*THE REQUEST*:
Here are some entries; quote each one exactly.

*RAW DATA*:
* Start *
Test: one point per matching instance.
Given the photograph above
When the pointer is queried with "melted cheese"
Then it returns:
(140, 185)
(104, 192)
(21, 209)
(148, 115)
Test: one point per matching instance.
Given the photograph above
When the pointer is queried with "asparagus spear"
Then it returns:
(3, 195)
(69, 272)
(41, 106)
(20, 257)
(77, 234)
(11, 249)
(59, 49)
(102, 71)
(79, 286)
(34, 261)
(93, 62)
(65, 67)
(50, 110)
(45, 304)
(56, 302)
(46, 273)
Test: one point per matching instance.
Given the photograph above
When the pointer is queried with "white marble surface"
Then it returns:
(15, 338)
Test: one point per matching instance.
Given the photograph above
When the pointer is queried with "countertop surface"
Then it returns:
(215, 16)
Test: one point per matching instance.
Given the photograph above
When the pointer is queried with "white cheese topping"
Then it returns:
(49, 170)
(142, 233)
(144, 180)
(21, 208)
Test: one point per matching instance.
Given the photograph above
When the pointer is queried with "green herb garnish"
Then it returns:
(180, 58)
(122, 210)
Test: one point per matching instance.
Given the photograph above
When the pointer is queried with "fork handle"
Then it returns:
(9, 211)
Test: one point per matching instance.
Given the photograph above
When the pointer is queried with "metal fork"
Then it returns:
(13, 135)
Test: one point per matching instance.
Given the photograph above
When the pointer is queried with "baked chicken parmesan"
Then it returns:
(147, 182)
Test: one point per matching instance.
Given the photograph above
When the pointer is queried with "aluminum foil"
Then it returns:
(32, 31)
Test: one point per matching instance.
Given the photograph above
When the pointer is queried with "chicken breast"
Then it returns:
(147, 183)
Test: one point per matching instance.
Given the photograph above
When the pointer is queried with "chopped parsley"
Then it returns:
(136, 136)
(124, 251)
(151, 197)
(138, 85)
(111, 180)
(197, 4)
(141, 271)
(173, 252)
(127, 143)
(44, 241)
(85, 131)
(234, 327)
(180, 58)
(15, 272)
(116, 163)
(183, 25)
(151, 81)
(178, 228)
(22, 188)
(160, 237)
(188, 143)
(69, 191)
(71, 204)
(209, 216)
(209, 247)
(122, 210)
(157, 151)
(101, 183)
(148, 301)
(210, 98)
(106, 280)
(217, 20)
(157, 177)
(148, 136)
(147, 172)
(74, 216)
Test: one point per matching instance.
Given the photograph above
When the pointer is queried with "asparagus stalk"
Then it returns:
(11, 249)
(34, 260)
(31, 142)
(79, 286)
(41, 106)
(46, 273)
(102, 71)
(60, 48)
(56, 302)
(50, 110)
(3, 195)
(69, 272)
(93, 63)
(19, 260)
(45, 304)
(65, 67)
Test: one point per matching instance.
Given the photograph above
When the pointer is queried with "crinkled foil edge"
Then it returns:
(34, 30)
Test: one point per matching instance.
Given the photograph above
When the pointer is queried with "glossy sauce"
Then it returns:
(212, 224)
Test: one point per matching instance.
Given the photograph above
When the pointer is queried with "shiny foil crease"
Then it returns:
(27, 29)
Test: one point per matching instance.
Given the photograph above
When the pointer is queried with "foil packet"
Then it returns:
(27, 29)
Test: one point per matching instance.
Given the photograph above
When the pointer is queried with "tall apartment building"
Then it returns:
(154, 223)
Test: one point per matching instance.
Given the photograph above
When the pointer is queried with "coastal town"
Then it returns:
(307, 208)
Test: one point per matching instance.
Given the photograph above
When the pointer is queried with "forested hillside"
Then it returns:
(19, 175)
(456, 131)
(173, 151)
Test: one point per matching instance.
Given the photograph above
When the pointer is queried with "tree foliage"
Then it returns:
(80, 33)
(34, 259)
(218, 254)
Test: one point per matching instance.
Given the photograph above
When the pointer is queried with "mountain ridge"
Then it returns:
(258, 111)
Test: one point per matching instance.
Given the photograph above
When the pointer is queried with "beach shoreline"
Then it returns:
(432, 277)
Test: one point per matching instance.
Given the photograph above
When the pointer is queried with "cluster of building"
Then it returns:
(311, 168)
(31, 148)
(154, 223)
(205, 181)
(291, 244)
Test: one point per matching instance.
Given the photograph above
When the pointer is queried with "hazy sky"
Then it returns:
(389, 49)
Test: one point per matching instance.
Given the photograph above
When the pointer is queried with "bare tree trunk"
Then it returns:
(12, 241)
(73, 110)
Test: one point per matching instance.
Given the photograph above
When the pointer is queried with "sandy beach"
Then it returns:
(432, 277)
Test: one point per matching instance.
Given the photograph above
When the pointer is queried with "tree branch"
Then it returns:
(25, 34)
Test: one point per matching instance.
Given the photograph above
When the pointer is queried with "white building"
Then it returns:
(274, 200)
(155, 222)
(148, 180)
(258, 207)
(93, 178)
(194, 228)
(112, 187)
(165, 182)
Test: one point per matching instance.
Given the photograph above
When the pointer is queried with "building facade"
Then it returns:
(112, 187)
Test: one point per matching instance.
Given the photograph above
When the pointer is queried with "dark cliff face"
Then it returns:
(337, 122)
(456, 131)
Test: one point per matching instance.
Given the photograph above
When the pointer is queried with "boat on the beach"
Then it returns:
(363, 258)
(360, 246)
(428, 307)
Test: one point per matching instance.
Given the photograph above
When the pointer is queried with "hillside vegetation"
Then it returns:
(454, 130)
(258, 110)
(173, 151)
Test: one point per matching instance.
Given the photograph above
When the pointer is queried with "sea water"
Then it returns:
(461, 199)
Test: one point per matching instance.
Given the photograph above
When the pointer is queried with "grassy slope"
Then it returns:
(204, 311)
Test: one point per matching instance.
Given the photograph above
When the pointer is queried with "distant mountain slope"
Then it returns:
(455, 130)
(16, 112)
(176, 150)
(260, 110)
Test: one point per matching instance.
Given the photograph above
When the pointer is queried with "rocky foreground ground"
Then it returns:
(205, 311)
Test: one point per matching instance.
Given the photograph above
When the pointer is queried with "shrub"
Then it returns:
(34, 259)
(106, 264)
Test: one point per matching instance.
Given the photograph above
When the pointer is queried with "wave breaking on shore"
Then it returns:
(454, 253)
* End *
*THE RESPONSE*:
Test: one point per matching instance.
Given the photograph above
When the pointer is queried with "melted cheese"
Then it returns:
(140, 185)
(104, 192)
(21, 209)
(148, 115)
Test: one point per matching instance.
Given the photograph above
When the pointer is queried with "asparagus spear"
Then it returns:
(3, 195)
(69, 272)
(41, 106)
(20, 257)
(77, 234)
(11, 249)
(59, 49)
(102, 71)
(79, 286)
(34, 261)
(93, 62)
(65, 67)
(50, 110)
(45, 304)
(56, 302)
(46, 273)
Test: one point per matching instance.
Given the photograph above
When the pointer is queried with "white marble surface"
Then it returns:
(15, 338)
Test: one point per matching instance.
Given the photograph above
When the pointer is queried with "countertop surface"
Then it returns:
(215, 16)
Test: one point per matching instance.
Given the photograph above
When the pointer is queried with "white cheese topping"
Then it returns:
(49, 170)
(142, 233)
(144, 180)
(21, 208)
Test: one point per matching instance.
Given the photograph above
When the pointer is queried with "green herb garnish"
Then it returns:
(180, 58)
(122, 210)
Test: one point per matching instance.
Given the photograph above
When the pointer is queried with "fork handle"
Then it returns:
(9, 211)
Test: one point per matching instance.
Given the photograph above
When the pointer is queried with "metal fork"
Then it returns:
(13, 135)
Test: one point per matching instance.
Given the photograph above
When the pointer is queried with "baked chicken parmesan"
Then it returns:
(147, 182)
Test: one point per matching instance.
Given the photograph above
When the pointer is queried with "aluminum foil"
Then it returns:
(32, 31)
Test: one point per matching instance.
Given the photograph above
When the pointer is queried with "chicken breast"
Then it returns:
(147, 183)
Test: one point per matching instance.
Given the photograph above
When the pointer is queried with "chopped parsley"
Then it returns:
(136, 136)
(124, 251)
(151, 197)
(138, 85)
(111, 180)
(197, 4)
(141, 271)
(173, 252)
(127, 143)
(44, 241)
(85, 131)
(234, 327)
(180, 58)
(15, 272)
(116, 163)
(183, 25)
(151, 81)
(178, 228)
(22, 188)
(160, 237)
(188, 143)
(69, 191)
(71, 204)
(209, 216)
(209, 247)
(122, 210)
(157, 151)
(101, 183)
(148, 301)
(210, 98)
(106, 280)
(217, 20)
(157, 177)
(148, 136)
(147, 172)
(74, 216)
Test: one point per matching instance.
Given the photograph above
When the pointer is queried with "asparagus stalk"
Then it returns:
(11, 249)
(34, 260)
(31, 142)
(79, 286)
(41, 106)
(46, 273)
(102, 71)
(60, 48)
(56, 302)
(50, 110)
(3, 195)
(69, 272)
(93, 63)
(19, 260)
(45, 304)
(65, 67)
Test: one point per matching instance.
Given the photograph above
When the pointer is queried with "crinkled foil edge"
Then it returns:
(34, 30)
Test: one point per matching instance.
Given the photograph above
When the pointer is queried with "glossy sauce"
Then it returns:
(212, 224)
Test: one point per matching instance.
Given the photograph above
When the pointer is queried with "shiny foil crease"
Then it returns:
(27, 29)
Test: one point per matching instance.
Given the photograph above
When the pointer is queried with "foil packet"
Then it returns:
(27, 29)
Test: one point per matching instance.
Given the photograph above
When the pointer is queried with "tall apartment building"
Then it returns:
(154, 223)
Test: one point per matching instance.
Given the photograph above
When the pointer is queried with "coastal town"
Then it returns:
(307, 208)
Test: one point per matching instance.
Given the photograph above
When the pointer is queried with "forested hillside"
Then it returns:
(19, 175)
(456, 131)
(173, 151)
Test: one point per matching instance.
Given the photograph above
When the pointer is queried with "tree foliage"
Then it returns:
(80, 33)
(34, 259)
(218, 254)
Test: one point per matching instance.
Given the photograph above
When the pointer is queried with "mountain ridge"
Then it returns:
(258, 111)
Test: one point per matching instance.
Given the photograph above
When the pointer is queried with "beach shoreline"
Then it returns:
(432, 277)
Test: one point per matching instance.
Given the photograph above
When the pointer is queried with "cluster of building"
Then it returns:
(311, 168)
(31, 148)
(154, 223)
(205, 181)
(291, 244)
Test: one point per matching instance.
Given the photograph above
When the pointer is queried with "hazy sky"
Then it returns:
(389, 49)
Test: one point per matching instance.
Given the photograph above
When the pointer is queried with "bare tree trunk"
Then it returns:
(12, 241)
(73, 110)
Test: one point per matching instance.
Given the photograph above
When the pointer is queried with "sandy beach"
Then it returns:
(432, 277)
Test: one point per matching instance.
Given the photograph above
When the pointer is queried with "tree branch"
Then it returns:
(25, 34)
Test: one point per matching instance.
Given the photograph above
When the pointer is queried with "white building"
Then it returns:
(274, 200)
(155, 222)
(148, 180)
(258, 207)
(93, 178)
(194, 228)
(112, 187)
(165, 182)
Test: one point per matching instance.
Given the photograph above
When the pointer is queried with "building facade"
Then it returns:
(112, 187)
Test: one point per matching instance.
Given the photograph above
When the pointer is queried with "dark cliff face"
Then it returns:
(337, 122)
(456, 131)
Test: one point per matching instance.
Given the photograph above
When the pointer is queried with "boat on the beach"
Then it returns:
(363, 258)
(360, 246)
(428, 307)
Test: one point per matching instance.
Given the photograph above
When the pointer is queried with "hillside vegetation"
Then it returns:
(454, 130)
(258, 110)
(173, 151)
Test: one point per matching instance.
Given the photograph above
When the pointer is queried with "sea water"
Then it returns:
(461, 199)
Test: one point per matching instance.
Given the photograph above
When the pointer is queried with "grassy slope"
Then it returns:
(204, 311)
Test: one point per matching instance.
Given the photograph above
When the pointer is queried with "distant mountain slope"
Then it returns:
(455, 130)
(16, 112)
(176, 150)
(260, 110)
Test: one point per matching instance.
Given the photograph above
When the pointer is queried with "rocky foreground ground"
Then it returns:
(205, 311)
Test: one point per matching instance.
Given the photograph above
When the pointer is queried with "shrub"
Then it returns:
(34, 259)
(106, 264)
Test: one point per matching instance.
Given the photograph above
When the pointer is queried with "wave breaking on shore"
Then it returns:
(454, 253)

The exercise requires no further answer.